** START Records for the exercise **
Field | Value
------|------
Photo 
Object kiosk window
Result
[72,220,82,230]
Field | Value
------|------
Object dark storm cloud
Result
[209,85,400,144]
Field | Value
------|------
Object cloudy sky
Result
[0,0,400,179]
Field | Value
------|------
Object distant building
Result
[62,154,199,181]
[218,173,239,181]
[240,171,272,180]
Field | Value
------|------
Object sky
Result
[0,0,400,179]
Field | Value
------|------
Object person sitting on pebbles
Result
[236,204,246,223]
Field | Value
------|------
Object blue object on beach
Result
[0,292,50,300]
** END Records for the exercise **
** START Records for the exercise **
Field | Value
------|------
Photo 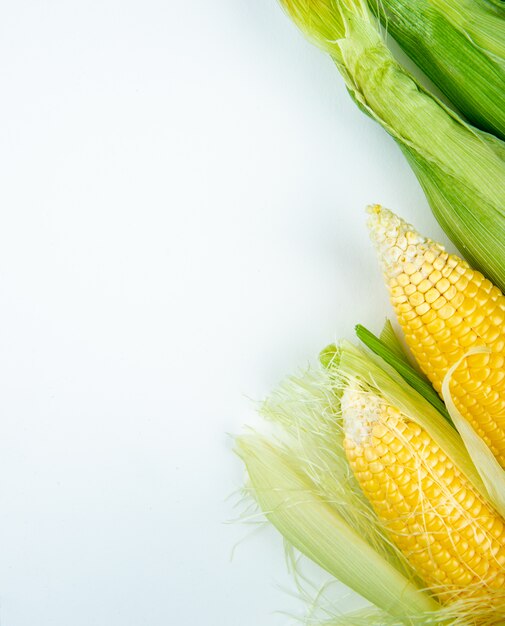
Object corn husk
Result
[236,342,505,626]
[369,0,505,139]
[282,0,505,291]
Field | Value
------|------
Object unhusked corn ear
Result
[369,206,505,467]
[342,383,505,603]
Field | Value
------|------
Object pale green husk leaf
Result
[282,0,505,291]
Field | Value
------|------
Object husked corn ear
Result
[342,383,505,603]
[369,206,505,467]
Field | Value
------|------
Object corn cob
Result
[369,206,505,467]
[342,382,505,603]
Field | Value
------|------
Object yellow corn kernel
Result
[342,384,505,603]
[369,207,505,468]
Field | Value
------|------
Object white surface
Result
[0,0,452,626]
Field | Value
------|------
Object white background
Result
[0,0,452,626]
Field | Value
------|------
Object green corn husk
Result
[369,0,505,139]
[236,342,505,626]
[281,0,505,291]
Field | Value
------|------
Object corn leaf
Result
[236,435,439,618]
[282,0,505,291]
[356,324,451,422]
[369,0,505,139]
** END Records for the exercise **
**Required task**: Find and copy every line above that contains the word "white". Treat uppercase and lowercase letters as different.

**Final answer**:
Object white surface
Object white background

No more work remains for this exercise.